Photo object pointing material:
☆ ☆ ☆

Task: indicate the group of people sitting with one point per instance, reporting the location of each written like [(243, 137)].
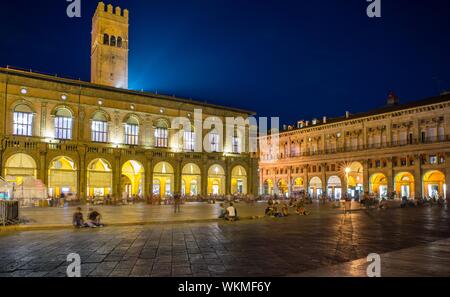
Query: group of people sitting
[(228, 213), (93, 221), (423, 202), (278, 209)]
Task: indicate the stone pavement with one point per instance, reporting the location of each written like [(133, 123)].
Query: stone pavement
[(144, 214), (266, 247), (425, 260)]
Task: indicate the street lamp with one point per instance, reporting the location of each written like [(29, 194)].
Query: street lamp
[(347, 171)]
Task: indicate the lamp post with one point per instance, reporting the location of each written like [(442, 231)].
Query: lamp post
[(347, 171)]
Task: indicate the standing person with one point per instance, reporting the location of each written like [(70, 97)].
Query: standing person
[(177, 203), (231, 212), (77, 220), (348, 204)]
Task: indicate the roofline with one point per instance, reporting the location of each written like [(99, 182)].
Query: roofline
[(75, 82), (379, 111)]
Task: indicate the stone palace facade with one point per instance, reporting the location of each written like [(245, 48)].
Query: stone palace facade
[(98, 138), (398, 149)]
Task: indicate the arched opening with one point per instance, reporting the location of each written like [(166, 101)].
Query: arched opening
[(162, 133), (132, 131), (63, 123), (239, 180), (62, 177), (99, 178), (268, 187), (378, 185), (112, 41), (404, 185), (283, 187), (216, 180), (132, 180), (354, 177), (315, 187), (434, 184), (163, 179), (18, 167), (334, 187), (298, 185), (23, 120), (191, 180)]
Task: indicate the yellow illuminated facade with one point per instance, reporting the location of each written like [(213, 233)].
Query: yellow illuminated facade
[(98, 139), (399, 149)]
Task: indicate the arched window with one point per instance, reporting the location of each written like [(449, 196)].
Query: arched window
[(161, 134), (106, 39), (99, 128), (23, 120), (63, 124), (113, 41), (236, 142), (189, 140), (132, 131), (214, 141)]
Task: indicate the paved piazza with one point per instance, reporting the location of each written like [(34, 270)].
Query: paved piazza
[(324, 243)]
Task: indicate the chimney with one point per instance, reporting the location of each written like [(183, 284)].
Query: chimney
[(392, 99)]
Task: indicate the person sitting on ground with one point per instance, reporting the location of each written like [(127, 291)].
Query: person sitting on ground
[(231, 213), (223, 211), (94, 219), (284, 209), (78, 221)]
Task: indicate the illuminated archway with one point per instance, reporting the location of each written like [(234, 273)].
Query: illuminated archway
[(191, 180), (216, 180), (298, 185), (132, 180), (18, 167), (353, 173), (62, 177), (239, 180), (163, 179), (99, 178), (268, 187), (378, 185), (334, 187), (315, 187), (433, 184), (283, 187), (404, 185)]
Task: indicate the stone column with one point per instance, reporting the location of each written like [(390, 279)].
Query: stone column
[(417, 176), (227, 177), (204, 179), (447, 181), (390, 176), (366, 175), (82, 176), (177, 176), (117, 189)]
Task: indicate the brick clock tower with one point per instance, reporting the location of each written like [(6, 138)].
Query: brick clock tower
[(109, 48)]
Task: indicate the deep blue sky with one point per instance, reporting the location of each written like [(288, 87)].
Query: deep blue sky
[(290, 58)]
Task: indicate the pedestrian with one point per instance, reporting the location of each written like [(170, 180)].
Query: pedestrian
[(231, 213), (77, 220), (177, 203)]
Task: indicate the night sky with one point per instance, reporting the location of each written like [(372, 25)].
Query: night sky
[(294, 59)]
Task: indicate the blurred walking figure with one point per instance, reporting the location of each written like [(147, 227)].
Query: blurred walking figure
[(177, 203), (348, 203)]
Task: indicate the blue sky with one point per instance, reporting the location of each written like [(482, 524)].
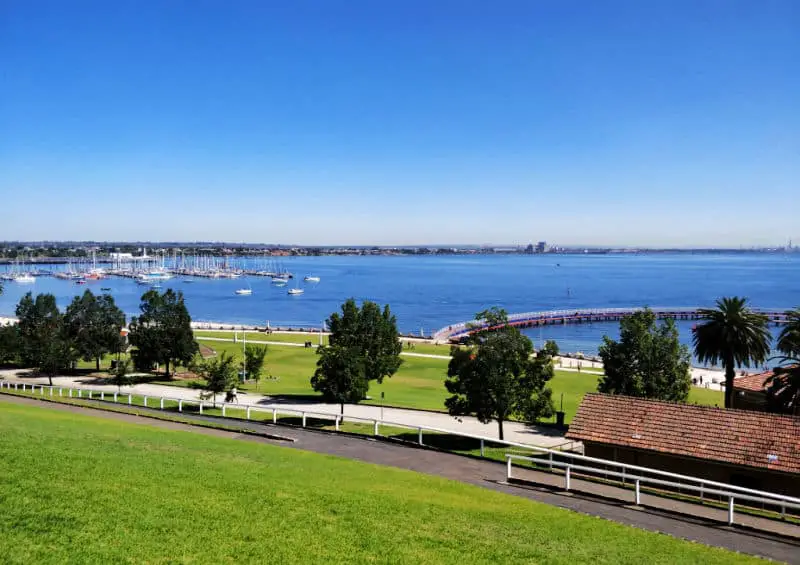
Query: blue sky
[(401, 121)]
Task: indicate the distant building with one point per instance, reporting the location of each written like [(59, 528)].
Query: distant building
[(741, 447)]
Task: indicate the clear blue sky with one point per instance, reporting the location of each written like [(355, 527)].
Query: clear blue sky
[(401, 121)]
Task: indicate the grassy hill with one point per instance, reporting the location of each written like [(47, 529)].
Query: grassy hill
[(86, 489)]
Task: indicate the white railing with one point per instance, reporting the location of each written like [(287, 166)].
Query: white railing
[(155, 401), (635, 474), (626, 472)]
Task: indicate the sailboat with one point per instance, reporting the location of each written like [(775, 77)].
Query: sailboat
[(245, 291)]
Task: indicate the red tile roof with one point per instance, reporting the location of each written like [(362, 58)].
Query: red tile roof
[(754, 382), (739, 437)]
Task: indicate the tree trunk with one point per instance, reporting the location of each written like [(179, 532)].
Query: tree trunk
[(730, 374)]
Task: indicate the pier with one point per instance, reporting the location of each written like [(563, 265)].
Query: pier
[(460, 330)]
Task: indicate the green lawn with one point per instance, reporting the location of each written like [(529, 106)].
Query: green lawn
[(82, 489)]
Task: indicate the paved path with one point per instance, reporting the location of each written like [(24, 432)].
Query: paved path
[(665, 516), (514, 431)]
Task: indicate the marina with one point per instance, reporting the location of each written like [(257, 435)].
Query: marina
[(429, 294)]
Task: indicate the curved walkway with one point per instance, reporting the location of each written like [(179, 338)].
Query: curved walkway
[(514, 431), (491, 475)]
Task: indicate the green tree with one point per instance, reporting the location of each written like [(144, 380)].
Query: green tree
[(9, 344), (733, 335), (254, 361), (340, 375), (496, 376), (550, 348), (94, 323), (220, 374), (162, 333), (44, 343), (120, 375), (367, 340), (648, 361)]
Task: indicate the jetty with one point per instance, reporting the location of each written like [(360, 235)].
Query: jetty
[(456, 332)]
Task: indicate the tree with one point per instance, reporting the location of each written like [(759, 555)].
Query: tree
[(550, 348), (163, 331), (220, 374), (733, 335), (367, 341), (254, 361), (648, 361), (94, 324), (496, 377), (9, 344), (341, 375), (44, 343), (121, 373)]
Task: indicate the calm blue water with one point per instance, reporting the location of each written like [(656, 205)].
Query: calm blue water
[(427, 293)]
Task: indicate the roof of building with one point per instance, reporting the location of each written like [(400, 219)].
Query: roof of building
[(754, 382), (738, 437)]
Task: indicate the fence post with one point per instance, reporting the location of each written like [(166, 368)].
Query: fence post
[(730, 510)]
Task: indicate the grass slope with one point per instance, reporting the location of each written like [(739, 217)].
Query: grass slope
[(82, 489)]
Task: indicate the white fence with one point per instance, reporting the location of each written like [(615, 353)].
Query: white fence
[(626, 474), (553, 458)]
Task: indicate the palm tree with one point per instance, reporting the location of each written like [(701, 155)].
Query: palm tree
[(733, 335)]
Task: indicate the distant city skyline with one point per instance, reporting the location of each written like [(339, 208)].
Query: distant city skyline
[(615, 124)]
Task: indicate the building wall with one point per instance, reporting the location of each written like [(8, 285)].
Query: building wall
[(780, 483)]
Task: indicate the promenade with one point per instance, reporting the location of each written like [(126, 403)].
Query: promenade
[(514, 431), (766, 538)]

☆ ☆ ☆

Can you write out all of the material above word for word, leaving the pictures out of your answer?

Reply to the exercise:
Task: indicate the group of people sitting with one point per instance, reporting the location of each written like [(243, 137)].
Query: group of people sitting
[(228, 213), (93, 221), (423, 202), (278, 209)]
Task: indicate the stone pavement with one point per instance, reporting the location of each written like [(133, 123)].
Query: stone pavement
[(144, 214), (266, 247), (425, 260)]
Task: indicate the street lamp with one point per instance, reporting the location of each written like [(29, 194)].
Query: street lamp
[(347, 171)]
Task: indicate the lamp post with one point per instance, reporting the location of each written like [(442, 231)].
Query: lamp post
[(347, 171)]
Task: indicate the standing person with one point per instance, reporting the location of each written like [(70, 97)].
Query: standing person
[(177, 203), (231, 212), (77, 220), (348, 204)]
Task: indicate the roofline with one point per instance, reporting the location of each written like [(99, 182)].
Query: roofline
[(75, 82), (379, 111)]
Task: indicate the stone palace facade with one point per instance, reporting the location of each written like [(245, 48)].
Query: stone palace facade
[(98, 138), (398, 149)]
Task: indicate the arched opening with one point per instance, reporting the location of each written like [(166, 101)].
Query: arched opening
[(162, 133), (132, 131), (63, 123), (239, 180), (62, 177), (99, 178), (268, 187), (378, 185), (112, 41), (404, 185), (283, 187), (216, 180), (132, 180), (354, 177), (315, 187), (434, 184), (163, 179), (18, 167), (334, 187), (298, 185), (23, 120), (191, 180)]
Task: indicate the yellow illuminated facade with one point per instance, reporting the location of each written like [(213, 233)].
Query: yellow illuminated facade
[(98, 139), (399, 149)]
Task: indicate the arched window with one point per instance, reporting the location of each written like [(449, 196)].
Query: arched window
[(161, 134), (106, 39), (99, 128), (23, 120), (63, 124), (113, 41), (236, 142), (189, 140), (132, 131), (214, 141)]
Task: indicate the paved piazza with one point per instance, reporting the location of each written like [(34, 270)].
Query: paved piazza
[(324, 243)]
Task: indicate the chimney with one point per instance, reporting the location of each written like [(183, 284)].
Query: chimney
[(392, 99)]
Task: indicate the person sitting on ground with one point per instance, reporting the location of each written like [(127, 291)].
Query: person sitting on ground
[(231, 213), (223, 211), (94, 219), (284, 209), (78, 221)]
Task: indicate the illuminated archway with one point per instance, reporting the location of each written like [(234, 273)].
Query: illuminated archway
[(191, 180), (216, 180), (298, 185), (132, 180), (18, 167), (353, 173), (62, 177), (239, 180), (163, 179), (99, 178), (268, 187), (378, 185), (334, 187), (315, 187), (433, 184), (283, 187), (404, 185)]
Task: indicate the stone column with one point per instance, reporting the location of each written like [(390, 279)].
Query: stone column
[(417, 176), (227, 177), (204, 179), (447, 181), (390, 176), (366, 175), (82, 176), (177, 176), (117, 189)]
Task: indicate the brick clock tower with one point per instance, reporting the location of each written like [(6, 138)].
Query: brick clock tower
[(109, 48)]
Task: indicate the deep blue sky with one point per instance, reporting the location of each written like [(288, 87)].
Query: deep blue sky
[(290, 58)]
Task: indicate the pedestrian with one point per instance, reporting the location of each written like [(170, 180)].
Query: pedestrian
[(231, 213), (77, 220), (177, 203)]
Task: indicate the night sky with one point per instance, reporting the location of each written like [(372, 25)].
Query: night sky
[(294, 59)]
Task: indicate the blurred walking figure with one point per instance, reporting the location of each written like [(147, 227)].
Query: blurred walking figure
[(177, 203), (348, 203)]
Task: indicate the blue sky with one point per instance, reporting the location of each written like [(482, 524)].
Query: blue sky
[(401, 121)]
Task: indicate the distant building with one point per instance, reporting the location of each written like [(59, 528)].
Query: distant building
[(741, 447)]
Task: indicate the clear blue sky with one point per instance, reporting the location of each written like [(355, 527)].
Query: clear blue sky
[(401, 121)]
Task: indicate the grassy hill with one point per instance, reporting the location of each written like [(47, 529)].
Query: grassy hill
[(86, 489)]
Task: indicate the white railing with one point per instance, reporting the location of each written like [(287, 166)].
Query: white railing
[(155, 401), (635, 474), (626, 472)]
Task: indicate the sailboat with one point per instance, reporting the location of each written like [(775, 77)].
Query: sailboat
[(245, 291)]
Task: indicate the red tile roof with one point per instance, reporting the location of each written like [(362, 58)].
Query: red tile roof
[(754, 382), (739, 437)]
Task: indicate the tree trunk with one point per instance, reporting the location of each written like [(179, 532)].
Query: tree trunk
[(730, 374)]
Task: indicate the pier with one point per instance, reporting the location of each written like [(563, 265)].
Query: pier
[(460, 330)]
Task: indicate the green lawn with one point per instance, reporting the location of each written like [(529, 106)].
Query: green lawn
[(82, 489)]
Task: indicate the paved path with one point per instance, reporting the location of each written like [(24, 432)].
Query: paved path
[(665, 516), (514, 431)]
Task: indicate the marina with one point per instance, reporting the location of each written like [(257, 435)].
Query: marina
[(429, 294)]
Task: indicate the curved walkway with one point per instance, reporting the location of each written like [(179, 338)].
Query: curved walkway
[(514, 431), (491, 475)]
Task: indicate the green tree with one point per instance, reporting the location of each written like [(144, 380)].
Query: green tree
[(9, 344), (733, 335), (254, 361), (340, 375), (496, 376), (550, 348), (94, 323), (220, 374), (162, 333), (44, 343), (120, 375), (367, 340), (648, 361)]
Task: indicate the jetty with one point per instance, reporting the location of each written like [(360, 235)].
Query: jetty
[(456, 332)]
Task: indicate the tree with one point per instance, reporting the location of each written like [(759, 555)].
Query: tree
[(550, 348), (163, 331), (220, 374), (733, 335), (367, 341), (254, 361), (648, 361), (94, 324), (496, 377), (9, 344), (341, 375), (44, 343), (121, 373)]
Task: indicate the calm blue water with one point per instance, reporting the location of each written like [(656, 205)].
Query: calm blue water
[(427, 293)]
Task: indicate the roof of building with one point per instance, reporting the location of each written like [(400, 219)].
Query: roof of building
[(754, 382), (738, 437)]
Task: indicate the fence post with one point per instance, reporting the location of each written like [(166, 368)].
Query: fence post
[(730, 510)]
Task: indicate the grass slope with one point per instance, reporting the location of each written like [(739, 217)].
Query: grass slope
[(82, 489)]
Task: indicate the white fence with one point per instance, reporting the location of each written like [(615, 353)].
Query: white fence
[(626, 474), (553, 458)]
Task: indicate the palm tree with one point per instance, reporting the location of each written like [(701, 155)].
Query: palm tree
[(733, 335)]
Task: indicate the distant city skyline with one point per instance, reporting the location of each written like [(339, 208)].
Query: distant city skyline
[(615, 124)]
Task: indicate the building wall with one point per instance, reporting the location of each written like [(8, 285)].
Query: building wall
[(780, 483)]
Task: indicate the promenade with one point per instance, reporting the location of each written like [(126, 403)].
Query: promenade
[(514, 431), (766, 538)]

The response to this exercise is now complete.